Sahaj Kaur Kohli, founder of Brown Girl Therapy, said in a TED interview that guilt can come from generational conflicts or the internalization of beliefs that children must act a certain way for their parents’ sake. “Thriver’s guilt” is another kind, the growing pains that come with getting opportunities our parents did not have.
Kohli also points out that guilt can be healthy or unhealthy. Healthy guilt guides our behaviors, a signal that tells us when we should accept responsibility for our actions. Unhealthy guilt is a lot harder to deal with — the pervasive feeling that comes from people thinking we are someone who we are not, from adopting values and perspectives that don’t align with what we want for ourselves.
My guilt is the unhealthy kind. I internalize the idea that I should be in a permanent state of debt to my parents no matter what they say. I absorb the thought that I can never pay them back. That seems to be the expected narrative for immigrant families, particularly in America, that children and their parents are in a constant hurtful loop of giving and taking. It’s the value that I’ve unintentionally written into myself.
There are a few ways to deal with this kind of guilt.
Kohli says that one way is by questioning ourselves. If we think of our parents and ourselves as Venn diagrams, then we can find the small place where we overlap, while also detangling our values from other influences in our lives.

### Provided records
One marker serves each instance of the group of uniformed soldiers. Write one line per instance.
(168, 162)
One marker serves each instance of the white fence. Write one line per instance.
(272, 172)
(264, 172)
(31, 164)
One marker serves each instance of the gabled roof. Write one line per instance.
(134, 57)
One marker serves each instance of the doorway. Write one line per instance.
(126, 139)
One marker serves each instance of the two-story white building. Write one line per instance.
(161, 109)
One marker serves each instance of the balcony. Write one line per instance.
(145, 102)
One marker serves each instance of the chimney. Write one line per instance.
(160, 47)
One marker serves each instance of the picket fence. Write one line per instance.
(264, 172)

---

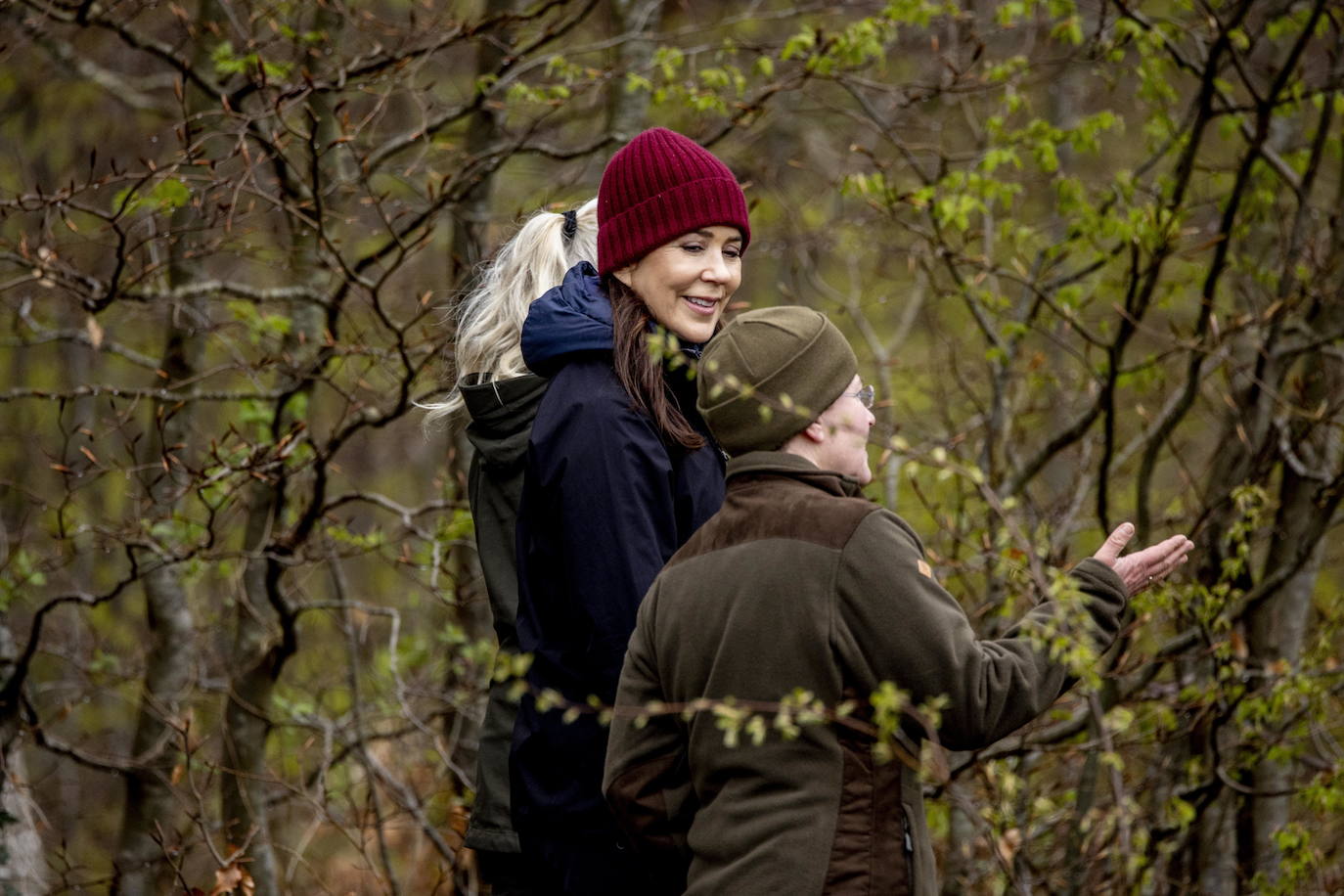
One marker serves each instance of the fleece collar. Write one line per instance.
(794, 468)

* * *

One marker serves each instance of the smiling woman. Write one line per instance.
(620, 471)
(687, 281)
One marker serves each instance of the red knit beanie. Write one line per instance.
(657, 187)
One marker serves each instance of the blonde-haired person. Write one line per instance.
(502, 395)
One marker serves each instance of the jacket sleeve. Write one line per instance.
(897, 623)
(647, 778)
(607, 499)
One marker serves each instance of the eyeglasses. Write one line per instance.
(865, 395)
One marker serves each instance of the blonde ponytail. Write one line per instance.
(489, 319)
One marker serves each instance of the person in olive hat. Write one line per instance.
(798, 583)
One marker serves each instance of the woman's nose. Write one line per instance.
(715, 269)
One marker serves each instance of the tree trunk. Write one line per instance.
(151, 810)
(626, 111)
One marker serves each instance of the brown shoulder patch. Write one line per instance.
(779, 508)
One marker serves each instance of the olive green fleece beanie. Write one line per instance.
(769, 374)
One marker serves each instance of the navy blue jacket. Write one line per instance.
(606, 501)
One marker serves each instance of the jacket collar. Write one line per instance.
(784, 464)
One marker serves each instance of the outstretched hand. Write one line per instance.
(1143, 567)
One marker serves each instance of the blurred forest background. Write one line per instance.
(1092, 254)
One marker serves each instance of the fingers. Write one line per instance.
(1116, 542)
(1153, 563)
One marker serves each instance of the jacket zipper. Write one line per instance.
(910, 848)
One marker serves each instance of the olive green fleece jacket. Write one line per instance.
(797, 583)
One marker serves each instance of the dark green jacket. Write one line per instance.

### Activity 1
In the text about guilt, what is the name Kohli gives to the guilt that comes with getting opportunities our parents did not have?
### Activity 2
Continue the text about guilt, starting after its last sentence.
The items come from a separate source and have no connection to the text about guilt.

### Reply 1
Thriver's guilt.

### Reply 2
More importantly, though, is the matter of reframing the narrative. Guilt is a warning sign, Kohli says, and we should listen to what it’s telling us. Labeling guilt as “bad” and “horrible” only strips it of its complexity.
I have been condemning my guilt because it’s a whole complicated mix of “I feel this way, but I shouldn’t, but I still do.” When I condemn my guilt in this endless cycle, I am also condemning myself. But when I listen to it, my guilt is telling me that maybe I am writing this sort of pain into myself out of the expectation that because I am a second-generation immigrant, I should feel bad. Instead, the narrative should be: Stop putting yourself down. Cross the gaps between yourself and your parents instead of avoiding them.
Through My Parents’ Eyes
Asking my family about their immigrant journeys is not a conversation I’ve been brave enough to start until recently. Writing about my identity both in school and stories led to conversations, particularly with my mom. I asked about what her life was like before she became a mother.
I wrote her story into my own story as a final project for a class I took in the spring, about my worries that she would confirm the solidity of my guilt by regretting the decisions she’d made in coming here.
To my surprise, she didn’t feel many regrets. Her pain was bearable to her.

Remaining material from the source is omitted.